▶ [SET TASK]:
Leave out the pictures and repeat the data exactly.
>> START DATA ENTRIES
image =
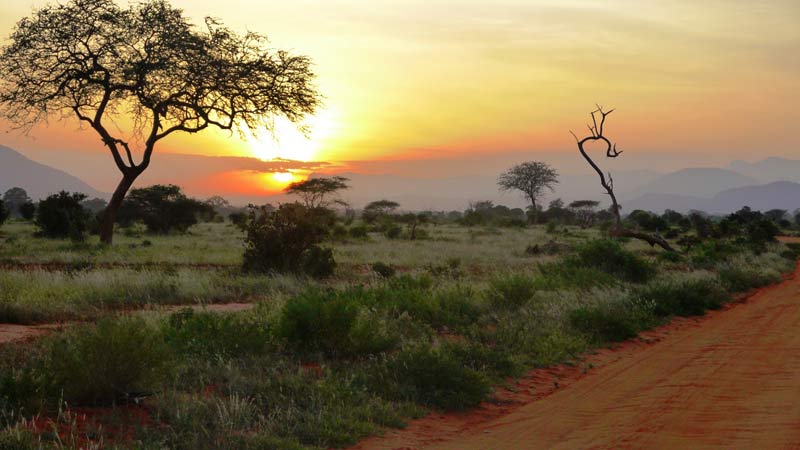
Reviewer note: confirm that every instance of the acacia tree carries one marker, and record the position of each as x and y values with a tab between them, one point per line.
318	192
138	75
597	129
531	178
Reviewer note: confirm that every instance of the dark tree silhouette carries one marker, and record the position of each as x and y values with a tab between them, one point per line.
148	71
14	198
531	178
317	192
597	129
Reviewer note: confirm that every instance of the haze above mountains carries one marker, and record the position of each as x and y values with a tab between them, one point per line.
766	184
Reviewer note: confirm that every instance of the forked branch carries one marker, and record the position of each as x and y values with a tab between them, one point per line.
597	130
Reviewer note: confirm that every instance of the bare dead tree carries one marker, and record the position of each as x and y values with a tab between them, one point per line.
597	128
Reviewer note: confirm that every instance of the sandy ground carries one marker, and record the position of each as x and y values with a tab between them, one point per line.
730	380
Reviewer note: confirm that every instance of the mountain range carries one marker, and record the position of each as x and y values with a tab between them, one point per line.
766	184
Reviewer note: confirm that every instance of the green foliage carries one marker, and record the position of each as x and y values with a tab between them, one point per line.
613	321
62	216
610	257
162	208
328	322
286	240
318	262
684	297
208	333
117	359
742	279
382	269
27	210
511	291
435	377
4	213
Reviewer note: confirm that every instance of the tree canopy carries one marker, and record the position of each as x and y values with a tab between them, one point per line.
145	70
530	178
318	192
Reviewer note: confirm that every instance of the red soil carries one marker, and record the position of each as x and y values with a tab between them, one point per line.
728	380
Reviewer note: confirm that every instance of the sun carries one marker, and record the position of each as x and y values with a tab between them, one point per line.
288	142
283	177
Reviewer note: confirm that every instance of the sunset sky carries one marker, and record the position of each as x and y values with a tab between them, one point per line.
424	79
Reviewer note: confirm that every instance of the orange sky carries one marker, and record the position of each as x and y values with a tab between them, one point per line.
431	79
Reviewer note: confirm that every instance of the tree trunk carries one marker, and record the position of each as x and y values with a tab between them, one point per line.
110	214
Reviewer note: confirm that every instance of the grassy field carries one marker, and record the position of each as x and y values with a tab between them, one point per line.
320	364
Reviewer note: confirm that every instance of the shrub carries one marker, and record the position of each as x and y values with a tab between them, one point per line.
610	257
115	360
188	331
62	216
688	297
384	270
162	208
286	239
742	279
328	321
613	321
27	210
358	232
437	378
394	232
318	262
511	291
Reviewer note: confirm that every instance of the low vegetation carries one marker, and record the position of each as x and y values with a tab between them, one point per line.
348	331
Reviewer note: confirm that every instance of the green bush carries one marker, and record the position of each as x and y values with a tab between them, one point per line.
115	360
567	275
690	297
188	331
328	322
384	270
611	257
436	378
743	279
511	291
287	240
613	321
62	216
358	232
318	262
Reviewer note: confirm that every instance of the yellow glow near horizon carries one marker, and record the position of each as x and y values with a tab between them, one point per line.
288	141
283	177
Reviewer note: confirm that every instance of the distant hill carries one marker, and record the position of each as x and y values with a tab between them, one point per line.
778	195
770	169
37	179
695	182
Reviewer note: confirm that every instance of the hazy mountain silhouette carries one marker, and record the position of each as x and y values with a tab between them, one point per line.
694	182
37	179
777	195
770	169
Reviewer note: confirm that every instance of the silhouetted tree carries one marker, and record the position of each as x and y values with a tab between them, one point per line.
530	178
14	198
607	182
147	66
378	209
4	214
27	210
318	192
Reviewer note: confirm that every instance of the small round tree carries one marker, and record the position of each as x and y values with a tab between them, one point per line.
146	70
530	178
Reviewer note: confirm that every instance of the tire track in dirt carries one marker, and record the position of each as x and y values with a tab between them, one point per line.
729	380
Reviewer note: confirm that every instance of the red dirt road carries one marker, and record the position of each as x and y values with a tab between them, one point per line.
>> END DATA ENTRIES
▶ [EXERCISE SOLUTION]:
image =
Reviewer note: confirm that every instance of the acacia tree carries one marker, and record the position of each as x and y values with a tab between them, one point per line.
318	192
138	75
597	129
531	178
Reviewer note: confirm that every instance of the dark tree silhouette carries one marker, and record the position of each as x and y values with a tab between them, one point per line.
148	71
14	198
531	178
317	192
597	129
Reviewer note: confirm that every instance of the haze above mountains carries one marker, and record the position of each as x and y values with a tab between them, one point per line.
766	184
Reviewer note: confirm that every instance of the forked branch carries one marker, and record the position of each as x and y values with a tab between them, one point per line.
597	130
Reviewer note: confirm that every instance of the bare dead tree carries one marker, and record the position of each as x and y values with a tab between them, one point per line.
597	128
Reviewer note: confirm that every instance of the sandy ground carries one marker, and record the position of each as x and y values with a tab between them, one point per line.
730	380
Reviewer note: confirm that every instance of the mountain range carries one marker, and record the position of each as x and y values with a tab between them, one point per line.
766	184
Reviewer note: confirm that every instance of the green foliage carries one marker, and record the position of each as x and y values with a tab between them, one point per line.
613	321
62	216
610	257
162	208
328	322
286	240
318	262
684	297
208	333
117	359
742	279
382	269
27	210
511	291
435	377
4	213
Reviewer note: confirm that every instance of the tree canopy carries one marker, and record the position of each as x and y values with a tab between them, one point per line.
145	70
530	178
318	192
Reviewer note: confirm that every instance of the red soil carries one marker, and record the position of each as x and y values with a tab between them, one point per line.
728	380
Reviewer note: confirm that every instance of the sun carries one marker, and record the position of each as x and y values with a tab between them, one point per line.
288	142
283	177
Reviewer note: confirm that every instance of the sunset sky carries one marker, and record the position of each as x and y values with a tab between them, one point per line.
424	79
Reviewer note: confirm that every instance of the orange sky carries one marker, and record the position of each as x and y values with a tab between them, one point per line.
431	79
Reviewer note: confirm that every instance of the tree trunk carries one marker, and record the position of each as x and y values with a tab between them, one point per line.
110	214
Reviewer note: confirm that every instance of the grassy field carries one marker, and record the position of each as x and y values with a tab between them, one point per line.
320	364
Reviewer note: confirm that every instance of the shrub carries one marker, and record the position of each as x and y values with a tab between them, one point per line.
610	257
115	360
188	331
62	216
688	297
384	270
162	208
286	239
742	279
328	321
613	321
27	210
358	232
437	378
394	232
318	262
511	291
Reviewer note: confirm that every instance of the low vegetation carries one marker, and record the position of each as x and y values with a tab between them, one point per line.
348	331
Reviewer note: confirm that every instance of the green bush carries one marker, and record the position of each as x and y values with a tab between them, one point per line.
115	360
567	275
690	297
188	331
328	322
384	270
611	257
436	378
743	279
511	291
287	240
613	321
62	216
358	232
318	262
Reviewer note: confirm that every instance of the yellow glow near horizon carries one marker, and record the position of each as x and y values with a tab between them, one point per line.
288	141
283	177
Reviewer note: confirm that every instance of the distant hill carries one marker, and record the position of each as x and y values with a tab between them, one point per line.
778	195
770	169
37	179
695	182
Reviewer note: confirm that every instance of the hazy mountain silhouette carries one marker, and record the position of each as x and y values with a tab between them, one point per line.
694	182
37	179
777	195
770	169
Reviewer note: confirm that every instance of the silhouetted tree carries one marker, and record the position of each as x and y values with a tab between them, one point per line.
530	178
14	198
607	182
147	66
378	209
4	214
27	210
318	192
Reviewer note: confirm that every instance of the small round tree carries one marker, and record the position of each as x and y values with a tab between them, one point per line.
146	70
530	178
Reviewer note: confirm that every instance of the tire track in dirt carries one marker, and record the position of each as x and y values with a tab between them, one point per line.
729	380
Reviewer note: confirm that every instance of the red dirt road carries one marker, and record the position of each as x and y values with a tab between them, one point per line.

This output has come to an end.